- **Source text**:
—————

Who are ‘patients and the public’
The term ‘patients and the public’ includes patients, carers, service users, representatives of people who use services, and individuals or groups that are affected by health or clinical research issues.
These people and organisations have a range of life skills and abilities that they can bring to a research activity.  They may have knowledge of a particular community or have gained expertise through personal experience of their condition or that of someone they know.  Alternatively, they may be users of, or potential users of, NHS Services. These various attributes, can complement the knowledge and expertise of researchers.

What is ‘involvement’
The term ‘involvement’ means the active involvement of people in research processes so that research is carried out with or by members of the public, rather than to, about, or for them.

For example, patient and public involvement in research can occur in a range of ways, a variety of roles and different contexts throughout the research cycle.  Examples of such involvement include the setting of research agendas, prioritising of research topics, commissioning research, reviewing applications for research funding, performing study design, promoting creativity of research methods, collecting data, developing written material such as information sheets, analysing research data, publicising and disseminating research findings, implementing research findings and monitoring and evaluating the implementation of research findings.  In user controlled or user led research, users develop, take forward and drive a research study.  Others may adopt the roles of advisor or co-researcher.

Potential benefits of patient and public involvement of research
Benefits of patients and public involvement in research includes the following:

  • It can improve the quality of research.
  • It can improve patient recruitment into clinical studies.
  • It can help to increase retention of participants in research studies.
  • It can assist in the dissemination of research.
  • It can influence and improve research design and methods.
  • It can improve information provided to participants of clinical studies.
  • It can improve the relevance of research.
  • It can enable the dissemination of research findings to be more accessible.
  • It can help disseminate the results of research to a wider audience.
  • It can encourage the implementation of research findings.
  • It increases the likelihood that research asks the right questions in the right way.
  • It enhances the chances of researchers obtaining funding.
  • It can empower patients and members of the public, and make them feel valued.

Important considerations 
It is important that patients and members of the public involved in research are given adequate support.  It is also important to reward and recognise their involvement.  Such rewards should include travel reimbursement as a minimum and payment for time as an ideal. South Yorkshire CLAHRC have a payment policy. 

Please contact Dr Jill Thompson for details, 0114 2220768

Patients and members of the public involved in research should be enabled by making the research activity accessible.  This can be achieved for example, by choosing suitable venues, convenient meeting times as well as by avoiding the use of jargon.  Patients and members of the public should be fully informed on what to expect from their involvement, and what they can expect from the researcher.

Other issues that may need to be considered with regards to patient and public involvement include, access to the researcher, maximising diversity and ensuring appropriate confidentiality.  All partners involved in a research activity, including patients and members of the public must be, and feel, treated with respect and valued.

—————

- **Provided material**:
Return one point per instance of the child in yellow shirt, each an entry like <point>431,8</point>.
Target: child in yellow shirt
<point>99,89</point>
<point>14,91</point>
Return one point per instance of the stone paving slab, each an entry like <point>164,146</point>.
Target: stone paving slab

—————

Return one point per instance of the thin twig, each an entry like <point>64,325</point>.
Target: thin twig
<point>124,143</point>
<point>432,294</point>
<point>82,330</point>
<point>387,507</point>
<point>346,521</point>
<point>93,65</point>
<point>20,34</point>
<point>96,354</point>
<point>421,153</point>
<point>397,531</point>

—————

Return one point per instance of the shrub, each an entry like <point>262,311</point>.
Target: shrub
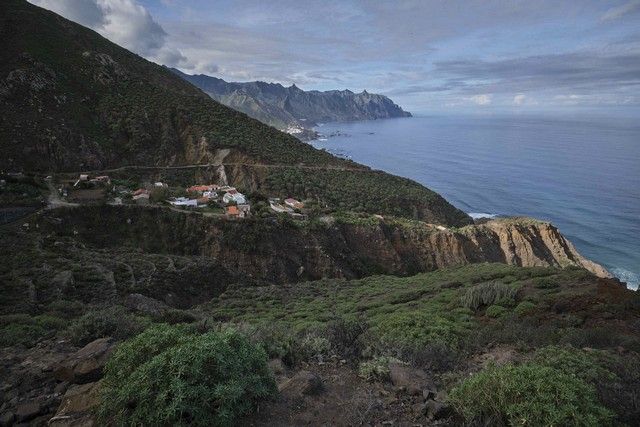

—————

- **List of tasks**:
• 1. Summarize the text on patient and public involvement in research in two sentences.
• 2. Using the text on patient and public involvement in research, decide whether each statement agrees with it. Answer yes or no, and quote the deciding words.
(a) Travel reimbursement is described as the ideal form of reward.
(b) In user-led research, users drive the research study.
(c) Involvement is said to improve researchers' chances of getting funding.
• 3. Answer these questions from the text on patient and public involvement in research.
(a) Apart from knowledge of a particular community, what source of expertise may these people have?
(b) What three examples are given of ways to make a research activity accessible?
(c) Which organization has a payment policy?

- **Solutions by task**:
• 1. "Patients and the public" covers patients, carers, service users, their representatives, and people affected by health or clinical research issues, and "involvement" means research carried out with or by these people rather than to, about, or for them. Such involvement can improve the quality, relevance, and dissemination of research, and it calls for adequate support, reward, accessible research activities, and respectful treatment of everyone taking part.

• 2.
(a) No: "travel reimbursement as a minimum and payment for time as an ideal"
(b) Yes: "In user controlled or user led research, users develop, take forward and drive a research study."
(c) Yes: "It enhances the chances of researchers obtaining funding."

• 3.
(a) Personal experience of their own condition or that of someone they know.
(b) Choosing suitable venues, choosing convenient meeting times, and avoiding jargon.
(c) South Yorkshire CLAHRC.